CRANT Talk Series: Some thinking about LLM reasoning ability

School of Science and Technology CRANT Talk Series: Some thinking about LLM reasoning ability

CRANT Talk Series: Some thinking about LLM reasoning ability

Speaker: Professor Wang Xizhao, Shenzhen University
Organizer: CRANT, S&T, HKMU
Date: 18 December 2024 (Wednesday)
Time: 10:30 AM – 12:00 PM
Location: D0810, Jockey Club Campus (JCC), HKMU

Title

Some thinking about LLM reasoning ability

Abstract

The generative artificial intelligence (GAI) and the large language model (LLM) emerged in recent decade are leading to a revolution of AI in academic world and industrial circle. Since Chat GPT-4, LLMs begin to develop quickly and, with respect to many specific tasks, LLMs have the emergent phenomena. However, with the many LLM applications, several critical problems are disclosed such as uncertain answers to the same query, critical mistakes for simple queries, and little ability of human-like reasoning. Focusing on the problem whether or not LLMs have the reasoning ability of human-like, this talk shares some study notes of the speaker and some personal thinking.

Biographies

Xizhao Wang received his PhD from Harbin Institute of Technology in 1998. He is currently a professor at college of computer science in Shenzhen University. Previously he was the dean of computer science college in Hebei university from 2000 to 2014.

Prof. Wang's current research interests include uncertainty-aware machine learning and lightweight of large language model. He pioneered the research on Machine Learning in uncertain environment, and published several monographs and textbooks, and over 300 research papers at conferences and in journals. His works have been cited 14,178 times according to Google scholar in 2023. He was on the list of Highly Cited Researchers by Clarivate in 2019 and 2020, in recognition of exceptional research performance demonstrated by production of multiple highly cited papers that rank in the cross-field top 1%.

Prof. Wang is an IEEE Fellow (2012), a CAAI Fellow (2017), and the Editor-in-Chief of Springer Journal Machine Learning and Cybernetics (from 2010 to present).

## Work request
Could you retype the stretch of the talk announcement from "Prof. Wang's current" through "cross-field top 1%.", word for word? The material that comes next is separate from the talk announcement.

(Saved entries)
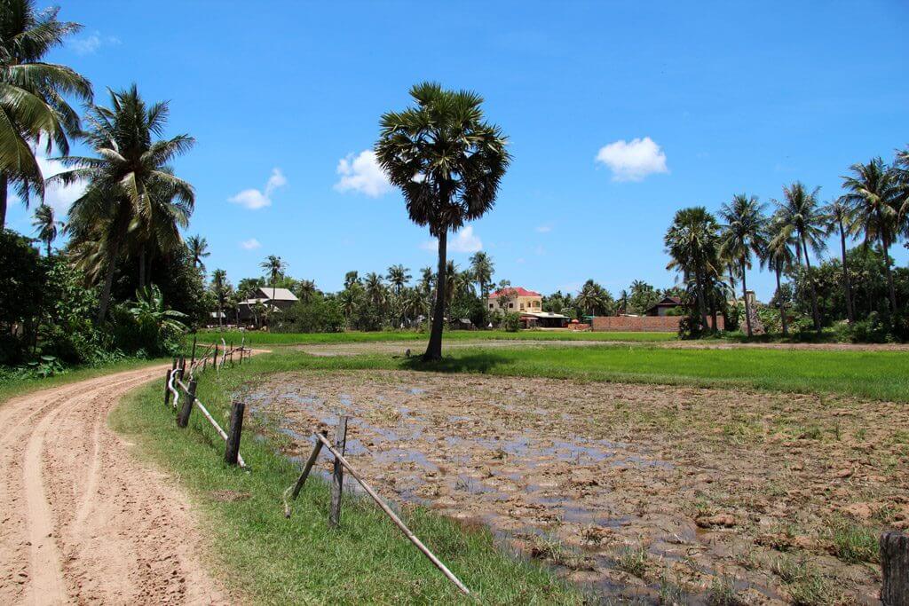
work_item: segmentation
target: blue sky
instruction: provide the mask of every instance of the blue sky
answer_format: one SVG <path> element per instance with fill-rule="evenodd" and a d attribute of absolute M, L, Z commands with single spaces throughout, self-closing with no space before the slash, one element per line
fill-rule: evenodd
<path fill-rule="evenodd" d="M 514 158 L 453 258 L 482 246 L 497 280 L 544 293 L 671 285 L 676 209 L 769 204 L 796 179 L 828 200 L 849 164 L 909 144 L 904 2 L 82 0 L 61 16 L 85 29 L 52 60 L 105 104 L 136 82 L 170 100 L 171 134 L 196 137 L 176 164 L 196 188 L 188 233 L 235 283 L 267 254 L 325 290 L 347 270 L 434 264 L 364 154 L 423 80 L 480 93 Z M 8 222 L 31 229 L 19 204 Z M 772 276 L 749 282 L 771 295 Z"/>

## Output for this task
Prof. Wang's current research interests include uncertainty-aware machine learning and lightweight of large language model. He pioneered the research on Machine Learning in uncertain environment, and published several monographs and textbooks, and over 300 research papers at conferences and in journals. His works have been cited 14,178 times according to Google scholar in 2023. He was on the list of Highly Cited Researchers by Clarivate in 2019 and 2020, in recognition of exceptional research performance demonstrated by production of multiple highly cited papers that rank in the cross-field top 1%.